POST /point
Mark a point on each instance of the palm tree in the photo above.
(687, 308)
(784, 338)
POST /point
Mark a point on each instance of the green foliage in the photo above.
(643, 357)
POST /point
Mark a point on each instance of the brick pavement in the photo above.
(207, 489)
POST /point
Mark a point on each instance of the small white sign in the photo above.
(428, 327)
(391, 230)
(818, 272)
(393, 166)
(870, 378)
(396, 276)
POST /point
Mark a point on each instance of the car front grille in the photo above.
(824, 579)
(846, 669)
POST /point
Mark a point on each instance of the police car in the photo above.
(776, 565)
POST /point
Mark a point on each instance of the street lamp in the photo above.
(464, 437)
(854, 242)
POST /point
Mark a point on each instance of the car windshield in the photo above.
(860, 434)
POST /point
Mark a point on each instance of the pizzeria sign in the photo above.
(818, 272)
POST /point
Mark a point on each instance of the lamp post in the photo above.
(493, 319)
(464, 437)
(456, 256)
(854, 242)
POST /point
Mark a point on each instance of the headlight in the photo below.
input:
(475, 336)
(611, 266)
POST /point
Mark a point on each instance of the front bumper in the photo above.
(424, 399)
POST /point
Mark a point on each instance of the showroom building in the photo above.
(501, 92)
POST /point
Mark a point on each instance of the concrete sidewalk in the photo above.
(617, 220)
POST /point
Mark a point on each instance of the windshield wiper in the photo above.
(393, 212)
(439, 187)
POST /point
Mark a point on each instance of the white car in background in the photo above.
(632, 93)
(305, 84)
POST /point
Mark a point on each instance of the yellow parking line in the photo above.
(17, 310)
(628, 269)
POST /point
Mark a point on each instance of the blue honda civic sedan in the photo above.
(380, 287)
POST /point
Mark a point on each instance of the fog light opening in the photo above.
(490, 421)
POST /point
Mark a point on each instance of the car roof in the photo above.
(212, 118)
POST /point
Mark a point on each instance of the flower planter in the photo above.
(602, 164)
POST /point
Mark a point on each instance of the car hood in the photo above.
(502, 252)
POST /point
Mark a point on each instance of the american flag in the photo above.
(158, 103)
○ ○ ○ ○ ○
→ **AIM**
Print the complete listing again, exactly as it stands.

→ **ANSWER BELOW**
POST /point
Mark a point on each instance of the palm tree in the photo above.
(687, 308)
(784, 338)
POST /point
Mark a point on each instance of the green foliage in the photo above.
(643, 357)
POST /point
Mark a point on each instance of the brick pavement in the photo above.
(207, 489)
POST /point
Mark a point on each instance of the small white sign in the photo above.
(428, 327)
(391, 230)
(818, 272)
(393, 166)
(870, 378)
(396, 276)
POST /point
Mark a point on each instance of the car front grille in the photo above.
(824, 579)
(846, 669)
POST /point
Mark a point on each instance of the police car in the photo above.
(776, 565)
POST /point
Mark a point on each instance of the street lamp in the photo above.
(464, 437)
(854, 242)
POST /point
Mark a point on each instance of the car windshield in the photo above.
(860, 434)
POST /point
Mark a point on each instance of the pizzeria sign in the photo above.
(818, 272)
POST /point
Mark a point on each instance of the lamp post in the photo above.
(493, 319)
(464, 437)
(456, 256)
(854, 242)
POST /point
Mark a point on each instance of the headlight in the photo below.
input:
(475, 336)
(611, 266)
POST /point
Mark a point on each instance of the front bumper in the photo above.
(424, 399)
POST /point
Mark a point on each instance of the showroom building in the photo above.
(501, 92)
POST /point
Mark a point on each instance of the concrete sidewalk in the photo above.
(617, 220)
POST /point
Mark a point on each instance of the windshield wiper in the photo above.
(393, 212)
(439, 187)
POST /point
Mark a point on each instance of the white car in background in the photo above.
(632, 93)
(305, 84)
POST /point
Mark a point on each instance of the yellow parking line in the photo above.
(17, 310)
(628, 269)
POST /point
Mark a point on each instance of the blue honda civic sedan in the photo above.
(380, 287)
POST /point
Mark a point on each instance of the fog light opening in the photo above.
(490, 421)
POST /point
Mark a point on each instance of the car roof in the photo above.
(212, 118)
POST /point
Mark a point on each instance of the flower planter in the photo above.
(602, 164)
POST /point
Mark a point on each instance of the car hood in the photo above.
(502, 252)
POST /point
Mark a point on each instance of the american flag in the photo above.
(158, 103)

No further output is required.